→ REQUISITOS DO EXERCÍCIO:
[1] Segundo o trecho sobre o início do período regencial, que resultado a revolução de abril de 1831 trouxe?
[2] Transcreva literalmente, do trecho sobre o início do período regencial, a parte que começa com as palavras "Para Teófilo Otoni" e termina com "peior sem elle.".

→ TRECHO DO TEXTO:
%%

GUIA e plano da cidade do Rio de Janeiro. [S.l.: s.n.], 1858. Acervo digital da Biblioteca Nacional.
GUIA e plano da cidade do Rio de Janeiro. [S.l.: s.n.], 1858. Acervo digital da Biblioteca Nacional.

III

Negras nuvens, nesses princípios de abril de 1831, obscureciam o horizonte político do Brasil, anunciando terrível tempestade prestes a derrocar o edifício da Monarquia, aceita e jurada em 12 de outubro de 1822. No dia 7 rebenta a revolução, que trouxe como resultado a abdicação do 1º imperador e a sua partida para Europa.

Começava o período regencial, – uma das mais importantes e agitadas épocas de nossa história, – batida pelas lutas partidárias, motins, revoluções em várias Províncias, cheio de dificuldades e perigos iminentes. Tempo memorável, durante o qual apareceram os maiores vultos políticos do Brasil, pelo patriotismo, abnegação e talento com que souberam defender os sagrados interesses da pátria, na conquista das liberdades públicas, sufocadas pelos anteriores caprichos do governo pessoal.

Largo da Carioca, via
Largo da Carioca, via Library of Congress

Para Teófilo Otoni o 7 de abril foi uma verdadeira journée des dupes. Projetado por homens de ideias liberais muito adiantadas, jurado sobre o sangue dos Canecas e dos Ratclifs, o movimento tinha por fim o estabelecimento do governo do povo por si mesmo, na significação mais lata da palavra.

“Vi com pesar apoderarem-se os moderados do leme da revolução, eles que só na última hora, tinham apelado para o juízo de Deus”.

Está provado hoje, que eles (os moderados) não pretendiam a revolução; desejavam fosse o imperador mais constitucional e se mostrasse possuído do sentimento brasileiro.

Existe ainda quem dos próprios lábios de Evaristo Ferreira da Veiga, consultado sobre o movimento, ouvira, com referência a Dom Pedro I, as seguintes palavras: – mal com elle, peior sem elle.

Moderar o impulso do carro revolucionário foi desde logo o intento de um grupo de patriotas, os quais desse modo procuravam comprimir a válvula da anarquia, que ameaçava o Brasil inteiro.

%%

→ INFORMAÇÕES APRESENTADAS:
%%

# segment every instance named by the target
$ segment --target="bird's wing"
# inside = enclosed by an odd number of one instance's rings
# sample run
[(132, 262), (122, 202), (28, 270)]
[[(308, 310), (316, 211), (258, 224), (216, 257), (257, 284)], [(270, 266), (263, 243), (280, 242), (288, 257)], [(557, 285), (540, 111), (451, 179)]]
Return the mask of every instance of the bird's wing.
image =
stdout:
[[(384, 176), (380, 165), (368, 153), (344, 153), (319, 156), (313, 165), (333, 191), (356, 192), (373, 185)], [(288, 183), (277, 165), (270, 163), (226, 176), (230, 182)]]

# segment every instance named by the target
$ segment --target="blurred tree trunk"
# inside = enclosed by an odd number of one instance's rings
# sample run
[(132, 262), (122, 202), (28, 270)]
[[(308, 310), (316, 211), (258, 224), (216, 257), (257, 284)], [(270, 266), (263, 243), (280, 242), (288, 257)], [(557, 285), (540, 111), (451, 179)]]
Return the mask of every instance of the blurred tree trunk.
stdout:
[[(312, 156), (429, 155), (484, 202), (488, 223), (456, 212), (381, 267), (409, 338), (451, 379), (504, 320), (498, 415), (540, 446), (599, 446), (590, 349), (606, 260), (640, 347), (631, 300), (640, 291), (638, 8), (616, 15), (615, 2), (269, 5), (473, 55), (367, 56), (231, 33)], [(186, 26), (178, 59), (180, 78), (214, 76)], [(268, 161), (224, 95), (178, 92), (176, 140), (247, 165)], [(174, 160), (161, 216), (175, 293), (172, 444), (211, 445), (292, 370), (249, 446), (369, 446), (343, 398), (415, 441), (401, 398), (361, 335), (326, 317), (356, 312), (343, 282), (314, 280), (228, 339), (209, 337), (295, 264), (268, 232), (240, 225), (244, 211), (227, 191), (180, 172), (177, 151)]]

%%

→ RESPOSTAS ESCRITAS:
[1] A abdicação do 1º imperador e a sua partida para a Europa.

[2]
Para Teófilo Otoni o 7 de abril foi uma verdadeira journée des dupes. Projetado por homens de ideias liberais muito adiantadas, jurado sobre o sangue dos Canecas e dos Ratclifs, o movimento tinha por fim o estabelecimento do governo do povo por si mesmo, na significação mais lata da palavra.

“Vi com pesar apoderarem-se os moderados do leme da revolução, eles que só na última hora, tinham apelado para o juízo de Deus”.

Está provado hoje, que eles (os moderados) não pretendiam a revolução; desejavam fosse o imperador mais constitucional e se mostrasse possuído do sentimento brasileiro.

Existe ainda quem dos próprios lábios de Evaristo Ferreira da Veiga, consultado sobre o movimento, ouvira, com referência a Dom Pedro I, as seguintes palavras: – mal com elle, peior sem elle.